- Stated exercise 1:
Transcribe the passage of the DataChain Studio upgrade page between "Skip to content" and "safely and efficiently.", inclusive.

Skip to content

Upgrading DataChain Studio

This section covers how to upgrade your self-hosted DataChain Studio instance to newer versions safely and efficiently.

Overview

DataChain Studio upgrades involve updating:

  • Application Code: Core DataChain Studio services
  • Database Schema: Database migrations and updates
  • Configuration: New configuration options and changes
  • Dependencies: Updated system dependencies and containers

Upgrade Methods

Before You Begin

Prerequisites

  • Backup: Complete backup of data and configuration
  • Maintenance Window: Scheduled downtime for the upgrade
  • Access: Administrative access to your deployment
  • Resources: Sufficient system resources for the upgrade

Pre-upgrade Checklist

  • [ ] Review release notes for breaking changes
  • [ ] Backup database and configuration files
  • [ ] Test upgrade in staging environment
  • [ ] Verify system requirements are met
  • [ ] Plan rollback strategy if needed
  • [ ] Notify users of scheduled maintenance

Upgrade Planning

Version Compatibility

Check version compatibility before upgrading:

  • Supported Upgrades: Direct upgrades from previous major version
  • Skip Versions: Intermediate versions may be required for large jumps
  • Breaking Changes: Review changelog for breaking changes

System Requirements

Verify system requirements for the target version:

# Minimum requirements may change between versions
systemRequirements:
  kubernetes: "1.21+"
  helm: "3.7+"
  nodes:
    minimum: 2
    recommended: 3
  resources:
    cpu: "4 cores"
    memory: "16GB RAM"
    storage: "100GB"

- Task material:
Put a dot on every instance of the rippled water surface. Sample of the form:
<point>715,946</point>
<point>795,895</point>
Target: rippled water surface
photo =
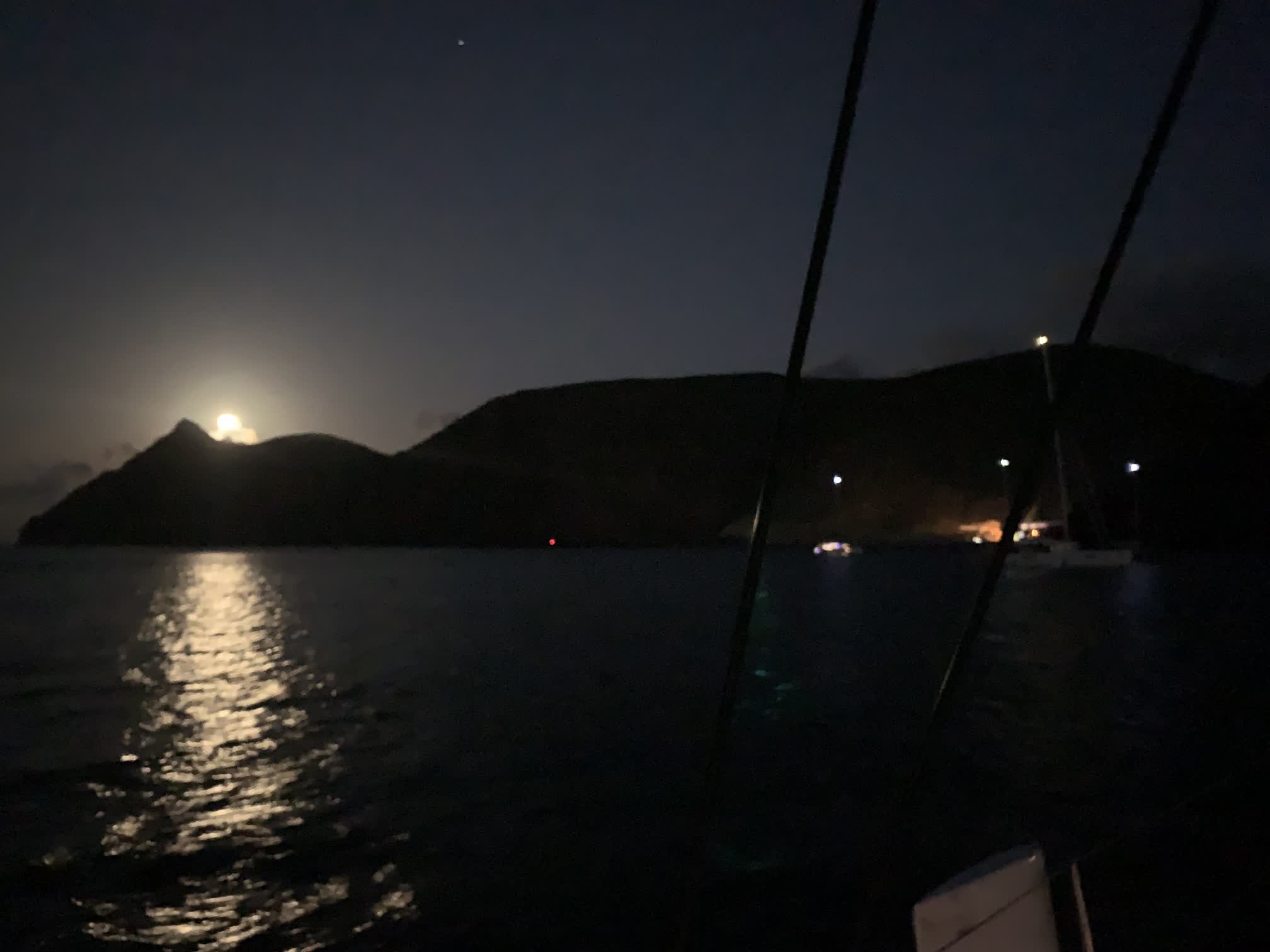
<point>391,749</point>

- Stated exercise 2:
Restate the entries above word for word, leaving out the pictures.

- Solution 1:
Skip to content

Upgrading DataChain Studio

This section covers how to upgrade your self-hosted DataChain Studio instance to newer versions safely and efficiently.

- Solution 2:
Put a dot on every instance of the rippled water surface. Sample of the form:
<point>715,946</point>
<point>795,895</point>
Target: rippled water surface
photo =
<point>391,749</point>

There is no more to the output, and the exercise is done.